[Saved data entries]

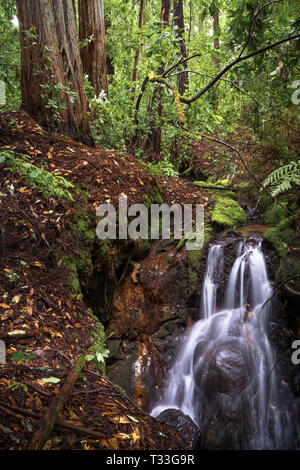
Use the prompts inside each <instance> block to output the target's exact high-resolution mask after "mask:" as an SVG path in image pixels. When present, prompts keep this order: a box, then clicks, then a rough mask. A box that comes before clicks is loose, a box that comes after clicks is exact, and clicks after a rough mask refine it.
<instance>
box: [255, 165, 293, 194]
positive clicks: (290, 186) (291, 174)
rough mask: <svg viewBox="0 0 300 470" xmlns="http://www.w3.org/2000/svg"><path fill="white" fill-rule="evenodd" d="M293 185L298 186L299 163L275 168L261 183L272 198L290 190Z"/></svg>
mask: <svg viewBox="0 0 300 470" xmlns="http://www.w3.org/2000/svg"><path fill="white" fill-rule="evenodd" d="M293 184H294V185H297V186H299V185H300V162H299V161H297V162H291V163H289V164H288V165H284V166H282V167H279V168H277V170H274V171H272V173H271V174H270V175H269V176H268V177H267V178H266V179H265V180H264V182H263V185H264V187H265V188H269V189H270V190H271V194H272V196H278V195H279V194H281V193H284V192H286V191H288V190H290V189H291V188H292V186H293Z"/></svg>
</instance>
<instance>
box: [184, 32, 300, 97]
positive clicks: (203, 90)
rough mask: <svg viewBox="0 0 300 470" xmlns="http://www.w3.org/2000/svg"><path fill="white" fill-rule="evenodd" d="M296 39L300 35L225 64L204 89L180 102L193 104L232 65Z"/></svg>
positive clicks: (222, 75)
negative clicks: (217, 74)
mask: <svg viewBox="0 0 300 470" xmlns="http://www.w3.org/2000/svg"><path fill="white" fill-rule="evenodd" d="M297 38H300V33H298V34H294V35H291V36H288V37H286V38H284V39H280V41H276V42H273V43H272V44H269V45H268V46H264V47H262V48H261V49H258V50H256V51H254V52H250V53H249V54H246V55H243V56H241V57H237V58H236V59H235V60H233V61H232V62H230V63H229V64H227V65H226V67H224V68H223V70H221V72H220V73H218V75H216V77H215V78H213V79H212V80H211V81H210V82H209V83H208V84H207V85H206V86H205V87H204V88H202V90H200V91H198V93H196V94H195V95H194V96H192V97H191V98H189V99H188V98H183V99H182V101H183V102H184V103H187V104H191V103H193V102H194V101H196V100H197V99H198V98H200V96H202V95H204V93H206V92H207V91H208V90H209V89H210V88H211V87H213V86H214V85H215V84H216V83H217V82H218V81H219V80H220V79H221V78H222V77H223V75H225V74H226V73H227V72H228V70H230V69H231V68H232V67H233V66H234V65H236V64H238V63H239V62H242V61H243V60H247V59H250V58H251V57H254V56H256V55H257V54H262V53H263V52H266V51H268V50H269V49H272V48H273V47H276V46H279V45H280V44H283V43H285V42H287V41H290V40H292V39H297Z"/></svg>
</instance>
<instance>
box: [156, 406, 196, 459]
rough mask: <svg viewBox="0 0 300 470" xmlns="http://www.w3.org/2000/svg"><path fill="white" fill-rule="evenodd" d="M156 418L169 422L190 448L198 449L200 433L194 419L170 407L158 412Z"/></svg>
mask: <svg viewBox="0 0 300 470" xmlns="http://www.w3.org/2000/svg"><path fill="white" fill-rule="evenodd" d="M156 419H158V420H159V421H162V422H164V423H166V424H169V425H170V426H172V427H173V428H174V429H176V430H177V431H179V432H180V434H181V435H182V437H183V438H184V439H185V440H186V441H187V443H188V444H189V447H190V449H194V450H200V448H201V433H200V429H199V428H198V426H196V424H195V423H194V421H193V420H192V419H191V418H190V417H189V416H187V415H185V414H184V413H183V412H182V411H180V410H176V409H173V408H170V409H168V410H164V411H163V412H162V413H160V414H159V415H158V416H157V417H156Z"/></svg>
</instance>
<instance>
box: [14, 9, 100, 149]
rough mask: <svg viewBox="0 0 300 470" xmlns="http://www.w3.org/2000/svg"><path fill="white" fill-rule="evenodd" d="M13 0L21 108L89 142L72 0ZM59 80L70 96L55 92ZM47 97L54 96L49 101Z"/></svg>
mask: <svg viewBox="0 0 300 470" xmlns="http://www.w3.org/2000/svg"><path fill="white" fill-rule="evenodd" d="M16 3H17V10H18V18H19V22H20V43H21V66H22V67H21V70H22V71H21V84H22V108H23V109H24V110H25V111H27V112H28V114H30V115H31V116H33V117H34V118H35V119H37V120H38V121H39V122H40V123H41V124H43V125H46V126H47V127H50V128H52V129H53V128H55V129H59V130H60V131H62V132H65V133H66V134H68V135H70V136H71V137H73V138H76V139H78V140H82V141H84V142H86V143H92V139H91V137H90V134H89V123H88V116H87V102H86V97H85V93H84V87H83V73H82V64H81V59H80V52H79V46H78V35H77V29H76V17H75V10H74V4H73V0H52V1H51V2H49V1H47V0H17V2H16ZM61 85H62V86H63V87H66V88H65V89H68V90H69V91H70V92H72V93H74V96H72V95H71V94H69V93H66V92H64V91H60V92H59V91H58V87H60V86H61ZM50 99H53V100H54V102H53V103H52V104H51V102H50V101H49V100H50ZM56 105H57V106H56Z"/></svg>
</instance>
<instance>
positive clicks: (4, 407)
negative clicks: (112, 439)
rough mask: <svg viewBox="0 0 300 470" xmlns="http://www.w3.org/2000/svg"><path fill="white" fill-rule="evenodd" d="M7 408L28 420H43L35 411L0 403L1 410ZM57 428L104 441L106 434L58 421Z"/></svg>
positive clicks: (57, 422)
mask: <svg viewBox="0 0 300 470" xmlns="http://www.w3.org/2000/svg"><path fill="white" fill-rule="evenodd" d="M6 408H8V409H9V410H11V411H14V412H15V413H16V414H20V415H22V416H28V418H32V419H36V420H40V418H41V417H40V415H38V414H37V413H34V412H33V411H28V410H24V409H23V408H19V407H17V406H13V405H10V404H9V403H4V402H2V401H0V409H1V410H2V411H4V412H7V410H6ZM55 428H58V429H63V430H67V431H73V432H75V433H76V434H83V435H84V436H91V437H93V438H96V439H103V437H104V434H102V433H100V432H97V431H93V430H92V429H88V428H85V427H82V426H75V425H74V424H69V423H66V422H65V421H62V420H57V421H56V422H55Z"/></svg>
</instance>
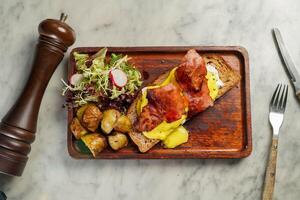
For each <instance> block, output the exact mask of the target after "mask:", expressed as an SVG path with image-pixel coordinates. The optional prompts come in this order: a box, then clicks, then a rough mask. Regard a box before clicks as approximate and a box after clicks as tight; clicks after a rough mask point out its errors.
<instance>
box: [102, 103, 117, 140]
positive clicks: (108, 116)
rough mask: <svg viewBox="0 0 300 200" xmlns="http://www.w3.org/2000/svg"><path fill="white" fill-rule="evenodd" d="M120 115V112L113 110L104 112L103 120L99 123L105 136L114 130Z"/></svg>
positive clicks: (114, 109) (115, 110)
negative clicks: (100, 123) (100, 125)
mask: <svg viewBox="0 0 300 200" xmlns="http://www.w3.org/2000/svg"><path fill="white" fill-rule="evenodd" d="M120 115H121V114H120V112H119V111H117V110H115V109H109V110H106V111H104V113H103V119H102V121H101V129H102V131H103V132H104V133H106V134H110V132H111V131H112V130H113V129H114V127H115V125H116V123H117V121H118V118H119V117H120Z"/></svg>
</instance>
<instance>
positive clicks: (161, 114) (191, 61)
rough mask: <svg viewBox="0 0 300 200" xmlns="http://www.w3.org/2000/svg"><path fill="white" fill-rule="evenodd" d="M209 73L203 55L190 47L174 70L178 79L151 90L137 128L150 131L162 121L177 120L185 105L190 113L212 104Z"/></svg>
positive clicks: (182, 112) (146, 130) (179, 115)
mask: <svg viewBox="0 0 300 200" xmlns="http://www.w3.org/2000/svg"><path fill="white" fill-rule="evenodd" d="M206 73H207V72H206V66H205V62H204V60H203V58H202V57H201V56H200V55H199V54H198V53H197V52H196V51H195V50H193V49H192V50H189V51H188V52H187V54H186V55H185V56H184V58H183V60H182V63H181V64H180V65H179V67H178V68H177V70H176V72H175V77H176V82H177V83H175V84H174V83H169V84H168V85H166V86H163V87H160V88H156V89H150V90H148V93H147V99H148V105H146V106H145V107H144V108H143V110H142V112H141V114H140V116H139V120H138V122H137V124H136V127H137V130H138V131H150V130H152V129H153V128H155V127H156V126H157V125H159V124H160V123H161V122H163V121H167V122H169V123H170V122H173V121H176V120H178V119H180V118H181V117H182V115H183V114H184V113H185V112H186V111H185V109H186V107H188V108H189V110H188V116H189V117H191V116H193V115H195V114H197V113H199V112H202V111H203V110H205V109H206V108H208V107H209V106H212V105H213V100H212V99H211V97H210V96H209V89H208V86H207V80H206V78H205V76H206Z"/></svg>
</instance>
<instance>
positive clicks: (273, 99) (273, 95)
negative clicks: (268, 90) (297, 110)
mask: <svg viewBox="0 0 300 200" xmlns="http://www.w3.org/2000/svg"><path fill="white" fill-rule="evenodd" d="M279 86H280V84H278V85H277V87H276V89H275V91H274V93H273V96H272V99H271V103H270V108H272V107H274V105H275V99H276V98H275V97H276V94H277V92H278V89H279Z"/></svg>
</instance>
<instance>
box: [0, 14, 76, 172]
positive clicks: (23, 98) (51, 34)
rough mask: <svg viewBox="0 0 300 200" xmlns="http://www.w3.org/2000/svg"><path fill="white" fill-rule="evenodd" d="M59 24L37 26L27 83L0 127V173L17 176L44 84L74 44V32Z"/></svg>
mask: <svg viewBox="0 0 300 200" xmlns="http://www.w3.org/2000/svg"><path fill="white" fill-rule="evenodd" d="M66 18H67V16H66V15H65V14H62V15H61V18H60V20H55V19H46V20H44V21H42V22H41V23H40V24H39V27H38V31H39V34H40V36H39V41H38V44H37V46H36V52H35V57H34V61H33V64H32V69H31V73H30V76H29V78H28V81H27V83H26V85H25V87H24V89H23V91H22V93H21V95H20V96H19V98H18V99H17V101H16V102H15V104H14V105H13V106H12V107H11V109H10V110H9V111H8V113H7V114H6V115H5V116H4V118H3V119H2V121H1V123H0V172H2V173H5V174H8V175H13V176H21V175H22V173H23V170H24V168H25V165H26V163H27V160H28V154H29V152H30V150H31V146H30V144H31V143H32V142H33V141H34V139H35V132H36V127H37V120H38V113H39V108H40V104H41V101H42V98H43V95H44V92H45V89H46V87H47V85H48V82H49V80H50V78H51V76H52V74H53V73H54V71H55V69H56V68H57V66H58V64H59V63H60V62H61V60H62V59H63V57H64V53H65V52H66V51H67V49H68V47H69V46H71V45H72V44H73V43H74V42H75V33H74V30H73V29H72V28H71V27H70V26H68V25H67V24H66V23H65V20H66Z"/></svg>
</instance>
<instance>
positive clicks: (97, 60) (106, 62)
mask: <svg viewBox="0 0 300 200" xmlns="http://www.w3.org/2000/svg"><path fill="white" fill-rule="evenodd" d="M106 53H107V48H103V49H101V50H100V51H99V52H97V53H96V54H95V55H92V56H89V55H88V54H80V53H77V52H74V53H73V56H74V59H75V62H76V73H75V74H74V75H73V76H72V77H71V79H70V84H67V83H66V82H65V81H64V80H62V82H63V83H64V85H65V87H64V88H63V95H65V94H66V92H67V91H71V92H72V93H73V97H72V103H73V106H75V107H78V106H81V105H84V104H86V103H88V102H99V101H100V99H103V98H107V99H109V100H117V99H118V98H119V97H120V95H134V94H135V93H136V91H137V90H138V89H139V88H140V86H141V85H142V80H141V79H142V77H141V73H140V72H139V71H138V70H137V69H136V68H135V66H133V65H132V64H130V63H129V62H128V61H129V57H128V56H127V55H125V56H123V55H122V54H111V56H110V58H106Z"/></svg>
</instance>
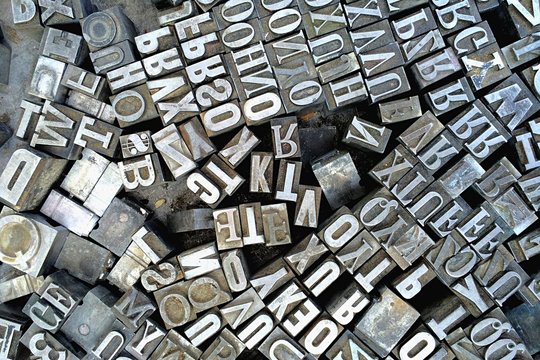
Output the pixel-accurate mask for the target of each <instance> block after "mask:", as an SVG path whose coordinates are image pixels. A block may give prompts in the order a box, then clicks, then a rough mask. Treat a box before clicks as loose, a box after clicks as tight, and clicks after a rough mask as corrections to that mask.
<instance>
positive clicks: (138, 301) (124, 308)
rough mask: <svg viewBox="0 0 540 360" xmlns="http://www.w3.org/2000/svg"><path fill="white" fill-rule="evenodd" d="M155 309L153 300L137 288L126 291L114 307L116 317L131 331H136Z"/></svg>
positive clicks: (145, 320) (130, 289)
mask: <svg viewBox="0 0 540 360" xmlns="http://www.w3.org/2000/svg"><path fill="white" fill-rule="evenodd" d="M154 311H156V306H155V305H154V303H153V301H152V300H150V298H149V297H148V296H146V295H145V294H144V293H143V292H141V291H139V290H137V289H135V288H131V289H130V290H129V291H128V292H126V293H124V295H122V297H121V298H120V299H118V301H117V302H116V304H114V306H113V307H112V312H113V313H114V315H115V316H116V318H117V319H118V320H120V321H121V322H122V323H123V324H124V325H125V326H126V327H127V328H128V329H129V330H131V331H136V330H137V329H138V328H139V327H140V326H141V325H142V324H143V323H144V322H145V321H146V319H147V318H148V317H150V315H152V313H153V312H154Z"/></svg>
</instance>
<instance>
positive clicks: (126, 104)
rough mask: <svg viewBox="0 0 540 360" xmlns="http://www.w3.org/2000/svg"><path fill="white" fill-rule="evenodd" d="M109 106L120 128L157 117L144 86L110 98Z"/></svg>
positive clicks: (130, 90)
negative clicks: (117, 121) (115, 117)
mask: <svg viewBox="0 0 540 360" xmlns="http://www.w3.org/2000/svg"><path fill="white" fill-rule="evenodd" d="M111 105H112V107H113V110H114V114H115V116H116V119H117V120H118V125H119V126H120V127H121V128H125V127H128V126H131V125H135V124H137V123H140V122H143V121H147V120H151V119H154V118H156V117H158V112H157V110H156V107H155V106H154V102H153V101H152V94H151V93H150V91H149V90H148V87H147V86H146V85H145V84H142V85H139V86H136V87H134V88H132V89H129V90H125V91H122V92H121V93H119V94H116V95H114V96H112V97H111Z"/></svg>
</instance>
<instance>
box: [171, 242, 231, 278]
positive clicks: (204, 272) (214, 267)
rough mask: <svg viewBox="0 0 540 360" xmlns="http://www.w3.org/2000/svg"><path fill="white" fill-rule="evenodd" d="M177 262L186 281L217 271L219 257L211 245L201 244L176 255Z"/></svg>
mask: <svg viewBox="0 0 540 360" xmlns="http://www.w3.org/2000/svg"><path fill="white" fill-rule="evenodd" d="M178 262H179V263H180V267H181V268H182V272H183V273H184V277H185V278H186V280H189V279H192V278H195V277H198V276H201V275H204V274H208V273H209V272H211V271H214V270H217V269H219V268H220V267H221V266H220V263H219V256H218V252H217V249H216V246H215V245H214V244H213V243H209V244H203V245H200V246H197V247H195V248H192V249H189V250H186V251H184V252H182V253H180V255H178Z"/></svg>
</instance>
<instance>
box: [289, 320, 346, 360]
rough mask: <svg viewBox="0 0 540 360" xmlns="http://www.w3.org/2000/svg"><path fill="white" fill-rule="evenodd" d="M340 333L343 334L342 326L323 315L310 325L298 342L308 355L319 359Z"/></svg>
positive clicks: (340, 333)
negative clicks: (306, 350) (320, 356)
mask: <svg viewBox="0 0 540 360" xmlns="http://www.w3.org/2000/svg"><path fill="white" fill-rule="evenodd" d="M341 332H343V326H341V325H340V324H337V323H336V322H334V320H333V319H332V318H330V316H328V314H326V313H323V314H322V315H321V316H319V317H318V318H317V319H316V320H315V321H314V322H313V324H312V325H310V327H309V328H308V329H307V330H306V333H305V334H304V335H303V336H302V337H301V338H300V340H299V342H300V344H301V345H302V346H303V347H304V348H305V349H306V350H307V352H308V353H309V354H311V355H313V356H314V357H319V356H321V355H323V354H324V353H325V352H326V350H328V348H330V345H332V343H333V342H334V341H336V339H337V338H338V337H339V334H341Z"/></svg>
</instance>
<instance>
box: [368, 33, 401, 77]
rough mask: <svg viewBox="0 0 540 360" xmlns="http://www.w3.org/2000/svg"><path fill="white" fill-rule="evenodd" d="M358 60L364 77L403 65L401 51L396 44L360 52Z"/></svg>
mask: <svg viewBox="0 0 540 360" xmlns="http://www.w3.org/2000/svg"><path fill="white" fill-rule="evenodd" d="M358 58H359V59H360V63H361V64H362V73H363V74H364V75H365V76H366V77H370V76H374V75H377V74H380V73H382V72H385V71H388V70H390V69H393V68H396V67H398V66H402V65H405V60H404V59H403V55H402V54H401V49H400V48H399V45H398V44H397V43H396V42H390V43H388V44H386V45H384V46H381V47H379V48H377V49H374V50H370V51H366V52H360V53H359V54H358Z"/></svg>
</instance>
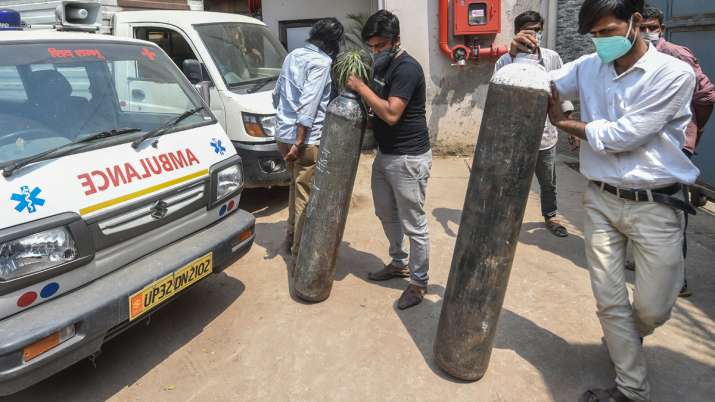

» **PROBLEM STATEMENT**
Only lines belong in the copy: transcribe those from the start of the data through the line that contains "positive clicks: (222, 75)", and skip the pictures.

» **TASK RESULT**
Use the prompts inside each <instance> block to output the target's exact high-resolution mask after "mask:" as an SVG path in image pixels. When present, prompts keep this order: a box, then clicks, then a rough mask. A box that comes before clicks is loose, a box that comes after clicks is exact, and clicks after a rough mask refine it.
<instance>
box: [255, 165, 293, 194]
positive clicks: (290, 186) (291, 174)
rough mask: <svg viewBox="0 0 300 470" xmlns="http://www.w3.org/2000/svg"><path fill="white" fill-rule="evenodd" d="M293 185L298 186L299 163L275 168L261 183L272 198L290 190Z"/></svg>
mask: <svg viewBox="0 0 300 470" xmlns="http://www.w3.org/2000/svg"><path fill="white" fill-rule="evenodd" d="M293 184H294V185H297V186H299V185H300V162H299V161H297V162H291V163H289V164H288V165H284V166H282V167H279V168H277V170H274V171H272V173H271V174H270V175H269V176H268V177H267V178H266V179H265V180H264V182H263V185H264V187H265V188H269V189H270V190H271V194H272V196H278V195H279V194H281V193H284V192H286V191H288V190H290V189H291V188H292V186H293Z"/></svg>
</instance>
<instance>
box: [184, 32, 300, 97]
positive clicks: (203, 90)
rough mask: <svg viewBox="0 0 300 470" xmlns="http://www.w3.org/2000/svg"><path fill="white" fill-rule="evenodd" d="M296 39L300 35L225 64L204 89L180 102L193 104L232 65Z"/></svg>
positive clicks: (222, 75)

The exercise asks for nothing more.